- [WHAT YOU ARE ASKED TO DO]
Could you restate, exactly and with nothing added, the lines from the start of the data through the line that holds "box: [0, 167, 197, 283]", leaving the pictures out?
- - - - -
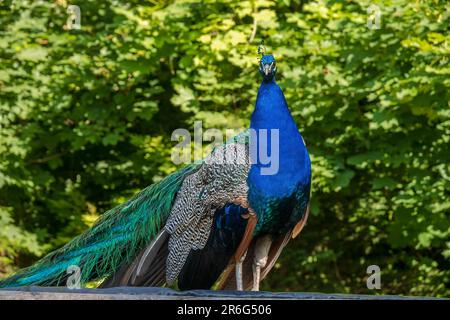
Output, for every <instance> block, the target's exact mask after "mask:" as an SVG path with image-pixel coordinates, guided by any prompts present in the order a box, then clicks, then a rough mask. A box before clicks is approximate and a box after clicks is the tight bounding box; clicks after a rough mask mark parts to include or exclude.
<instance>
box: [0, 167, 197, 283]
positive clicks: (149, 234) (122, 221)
mask: <svg viewBox="0 0 450 320" xmlns="http://www.w3.org/2000/svg"><path fill="white" fill-rule="evenodd" d="M197 167H198V165H197V164H191V165H189V166H187V167H185V168H184V169H182V170H179V171H177V172H175V173H173V174H171V175H169V176H168V177H166V178H165V179H163V180H162V181H160V182H158V183H155V184H153V185H151V186H149V187H147V188H145V189H144V190H142V191H141V192H139V193H138V194H136V195H135V196H134V197H133V198H131V199H130V200H128V201H127V202H125V203H123V204H121V205H119V206H117V207H115V208H113V209H111V210H109V211H108V212H106V213H105V214H103V215H102V217H101V218H100V219H99V220H98V222H97V223H96V224H95V225H94V226H93V227H92V228H91V229H89V230H87V231H86V232H84V233H83V234H81V235H80V236H78V237H76V238H74V239H73V240H72V241H71V242H69V243H68V244H66V245H65V246H64V247H62V248H60V249H58V250H56V251H53V252H52V253H50V254H48V255H47V256H45V257H44V258H42V259H41V260H40V261H38V262H37V263H36V264H34V265H32V266H31V267H28V268H25V269H22V270H20V271H19V272H17V273H16V274H14V275H12V276H11V277H10V278H7V279H5V280H3V281H0V288H5V287H19V286H28V285H40V286H58V285H65V279H67V273H66V271H67V268H68V267H69V266H71V265H77V266H79V267H80V271H81V279H80V280H81V284H84V283H86V282H88V281H92V280H96V279H102V278H105V277H108V276H110V275H112V274H113V273H114V272H115V271H117V270H118V268H119V267H120V266H121V265H122V264H123V263H126V262H129V261H130V260H131V259H133V258H134V257H135V256H136V254H137V253H138V252H139V250H141V249H142V248H143V247H144V246H146V245H147V244H148V243H149V242H150V241H151V240H152V239H153V238H154V237H155V235H157V234H158V232H159V231H160V229H161V227H162V226H163V223H164V222H165V221H166V219H167V217H168V215H169V213H170V209H171V207H172V204H173V200H174V198H175V195H176V193H177V191H178V190H179V188H180V187H181V183H182V182H183V180H184V178H185V177H186V176H187V175H189V174H191V173H192V172H194V171H195V170H196V169H197Z"/></svg>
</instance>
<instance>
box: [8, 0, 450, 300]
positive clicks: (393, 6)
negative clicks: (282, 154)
mask: <svg viewBox="0 0 450 320" xmlns="http://www.w3.org/2000/svg"><path fill="white" fill-rule="evenodd" d="M374 3H375V4H377V5H378V6H379V8H380V10H381V25H380V29H369V28H368V26H367V19H368V16H369V14H368V13H367V8H368V7H369V6H370V5H372V4H374ZM70 4H78V5H79V6H80V8H81V14H82V16H81V26H82V28H81V30H66V29H65V28H64V25H65V23H66V20H67V13H66V10H67V5H68V3H67V2H66V1H63V0H59V1H31V0H23V1H15V2H14V3H13V4H12V1H8V0H4V1H3V2H2V3H0V35H1V36H0V127H1V132H0V208H2V209H1V210H0V226H1V230H0V256H1V257H2V258H0V259H1V260H0V272H1V271H3V272H9V271H10V269H11V266H24V265H26V264H29V263H30V262H31V260H32V259H36V257H37V256H39V255H40V254H41V253H42V252H43V251H48V250H50V249H54V248H56V247H59V246H61V245H62V244H63V243H65V242H66V241H68V239H70V238H72V237H73V236H75V235H77V234H78V233H80V232H81V231H82V230H84V229H85V228H86V227H88V226H89V225H90V224H91V223H92V219H93V218H95V217H96V216H97V215H98V213H101V212H104V211H105V210H107V209H109V208H111V207H112V206H114V205H116V204H118V203H119V202H122V201H123V200H124V199H125V198H127V197H129V196H130V195H131V194H133V193H135V192H136V191H137V190H139V189H142V188H143V187H145V186H147V185H149V184H150V183H152V182H153V181H157V180H159V179H160V178H161V177H163V176H165V175H167V174H168V173H169V172H171V171H173V170H174V169H175V166H174V165H173V164H172V163H171V161H170V148H171V147H172V146H173V145H174V143H173V142H171V141H170V136H171V132H172V131H173V129H175V128H192V126H193V122H194V120H203V121H204V125H205V126H207V127H216V128H236V127H242V126H246V125H248V123H249V116H250V113H251V110H252V108H253V104H254V101H255V99H256V90H257V88H258V85H259V81H260V79H259V75H258V73H257V58H258V56H257V54H256V46H257V44H258V43H259V41H260V40H261V38H263V37H264V38H265V39H266V44H267V47H268V51H269V52H272V53H274V55H275V57H276V58H277V61H278V71H279V73H278V74H279V76H278V82H279V84H280V86H281V87H282V88H283V90H284V92H285V95H286V98H287V101H288V104H289V106H290V108H291V110H292V113H293V115H294V117H295V118H296V120H297V123H298V125H299V127H300V130H301V131H302V133H303V136H304V137H305V140H306V142H307V145H308V148H309V150H310V153H311V157H312V161H313V202H312V215H311V217H310V219H309V222H308V225H307V227H306V228H305V229H304V231H303V232H302V234H301V235H300V237H299V240H295V241H293V242H292V243H291V244H290V245H289V246H288V248H287V249H286V251H285V252H284V253H283V255H282V257H281V259H280V260H279V262H278V263H277V266H276V270H275V272H273V273H272V274H271V275H270V276H269V278H268V279H267V281H265V283H264V286H265V287H264V289H268V290H295V291H301V290H308V291H325V292H352V293H374V291H370V290H368V289H366V284H365V279H366V278H367V274H366V268H367V266H369V265H371V264H377V265H379V266H380V268H381V271H382V279H381V281H382V288H381V290H379V291H376V293H383V294H412V295H435V296H450V237H449V235H450V220H449V212H450V201H449V200H448V199H449V191H448V190H449V183H450V182H449V180H450V172H449V171H450V164H449V163H450V162H449V158H450V156H449V148H448V145H449V140H450V108H449V101H450V99H449V86H450V77H449V74H450V69H449V64H448V57H449V53H450V48H449V44H448V41H449V35H448V32H446V31H447V30H448V29H449V21H450V17H449V11H448V10H446V2H445V1H432V0H429V1H420V2H417V1H407V0H392V1H375V2H371V1H358V2H353V1H331V0H330V1H326V0H322V1H291V0H285V1H277V2H275V1H274V2H272V1H220V2H217V1H203V2H198V1H175V2H166V1H149V2H142V1H113V0H108V1H93V0H92V1H71V2H70ZM255 26H256V27H255ZM6 208H7V209H6ZM5 230H6V231H5ZM11 235H13V236H11ZM14 239H15V240H14ZM33 255H34V256H33Z"/></svg>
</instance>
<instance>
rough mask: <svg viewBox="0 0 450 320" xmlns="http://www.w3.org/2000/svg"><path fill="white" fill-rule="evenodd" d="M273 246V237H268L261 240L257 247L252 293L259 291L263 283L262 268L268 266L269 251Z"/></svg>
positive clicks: (256, 249)
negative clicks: (260, 284)
mask: <svg viewBox="0 0 450 320" xmlns="http://www.w3.org/2000/svg"><path fill="white" fill-rule="evenodd" d="M271 245H272V237H271V236H269V235H267V236H264V237H261V238H259V239H258V240H257V241H256V245H255V255H254V257H253V286H252V291H259V283H260V282H261V268H264V267H265V266H266V264H267V259H268V257H269V250H270V247H271Z"/></svg>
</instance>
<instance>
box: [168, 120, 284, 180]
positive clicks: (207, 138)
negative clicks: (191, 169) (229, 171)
mask: <svg viewBox="0 0 450 320" xmlns="http://www.w3.org/2000/svg"><path fill="white" fill-rule="evenodd" d="M248 130H249V158H248V159H247V158H245V157H242V155H239V154H235V152H234V150H233V149H227V148H223V149H222V150H221V151H222V152H223V153H224V155H223V156H221V157H215V158H214V160H212V161H214V163H215V164H223V165H227V164H230V165H234V164H245V161H250V163H251V164H258V165H259V167H260V168H261V174H262V175H274V174H277V173H278V170H279V168H280V130H279V129H258V130H255V129H248ZM235 135H236V130H233V129H227V130H226V131H225V133H223V132H222V131H221V130H219V129H215V128H212V129H207V130H203V125H202V121H195V123H194V136H193V137H192V135H191V133H190V132H189V130H187V129H182V128H180V129H176V130H174V131H173V132H172V136H171V139H172V141H177V142H178V143H177V144H176V145H175V146H174V148H173V149H172V153H171V159H172V161H173V163H175V164H188V163H191V162H193V161H194V162H195V161H200V160H202V159H204V157H203V142H204V141H207V142H210V143H212V145H213V146H216V147H217V146H220V145H223V144H224V143H226V142H227V141H228V143H229V142H230V141H231V140H232V138H233V137H234V136H235ZM209 163H210V162H209Z"/></svg>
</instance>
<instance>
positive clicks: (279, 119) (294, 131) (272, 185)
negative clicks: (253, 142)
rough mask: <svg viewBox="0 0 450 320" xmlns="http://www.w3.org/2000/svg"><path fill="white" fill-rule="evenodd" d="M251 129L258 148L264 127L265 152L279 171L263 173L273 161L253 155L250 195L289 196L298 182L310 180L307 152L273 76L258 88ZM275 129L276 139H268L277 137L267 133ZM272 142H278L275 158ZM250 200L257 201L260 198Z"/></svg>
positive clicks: (294, 188) (271, 197)
mask: <svg viewBox="0 0 450 320" xmlns="http://www.w3.org/2000/svg"><path fill="white" fill-rule="evenodd" d="M250 128H251V129H252V132H256V133H259V134H257V135H258V138H259V139H258V140H259V143H257V145H258V147H257V149H258V150H259V148H260V147H261V140H260V138H261V135H263V134H264V133H265V130H264V129H266V130H267V132H268V134H267V137H268V143H267V149H268V150H269V152H268V153H269V154H270V156H271V157H272V159H271V161H272V162H273V161H278V170H277V171H276V172H275V173H274V174H264V170H266V172H267V167H269V166H270V165H274V164H273V163H271V164H270V165H267V161H266V160H267V159H266V160H264V159H261V157H260V154H258V155H255V154H254V155H253V156H252V166H251V169H250V173H249V177H248V184H249V188H250V192H249V193H250V194H252V195H253V196H252V198H255V197H256V196H255V195H260V196H261V197H264V198H283V197H288V196H290V195H292V193H293V192H294V191H295V190H296V189H297V188H298V186H299V185H300V184H304V185H308V184H309V183H310V176H311V169H310V159H309V155H308V151H307V150H306V147H305V144H304V142H303V138H302V136H301V135H300V132H299V131H298V128H297V126H296V124H295V121H294V119H293V118H292V116H291V114H290V112H289V109H288V106H287V103H286V99H285V97H284V94H283V92H282V90H281V88H280V87H279V86H278V84H277V83H276V82H275V80H274V79H272V80H271V81H263V83H262V84H261V86H260V88H259V91H258V96H257V99H256V107H255V110H254V112H253V114H252V117H251V122H250ZM274 129H275V130H278V135H279V139H278V142H276V141H272V140H271V139H274V138H276V135H275V136H274V135H271V134H270V132H271V130H274ZM272 132H273V131H272ZM271 137H272V138H271ZM252 140H253V141H254V139H252ZM274 143H277V144H278V151H279V152H278V155H279V156H278V159H276V158H275V157H274V151H276V148H273V147H272V146H273V145H274ZM258 152H259V151H258ZM263 154H264V152H263ZM265 163H266V164H265ZM264 168H266V169H264ZM249 200H250V201H252V200H253V201H259V199H249Z"/></svg>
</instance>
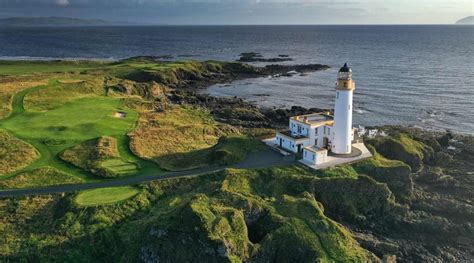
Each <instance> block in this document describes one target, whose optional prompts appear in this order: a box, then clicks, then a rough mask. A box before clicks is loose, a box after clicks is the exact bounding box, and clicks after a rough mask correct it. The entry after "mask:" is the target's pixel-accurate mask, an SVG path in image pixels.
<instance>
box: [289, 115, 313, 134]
- - - - -
- [EXPECTED ANSWER]
Output, for every <instance> block, the target's exact mask after "mask:" as an SVG path with image-pixel coordinates, guided by any prompts present in the order a box, then clicks, then a rough mask. A box before clicks is approximate and a box after clicks is the tight bounding box; clicks after a rough mask mark parts to include or exclude.
<instance>
box: [0, 167, 197, 283]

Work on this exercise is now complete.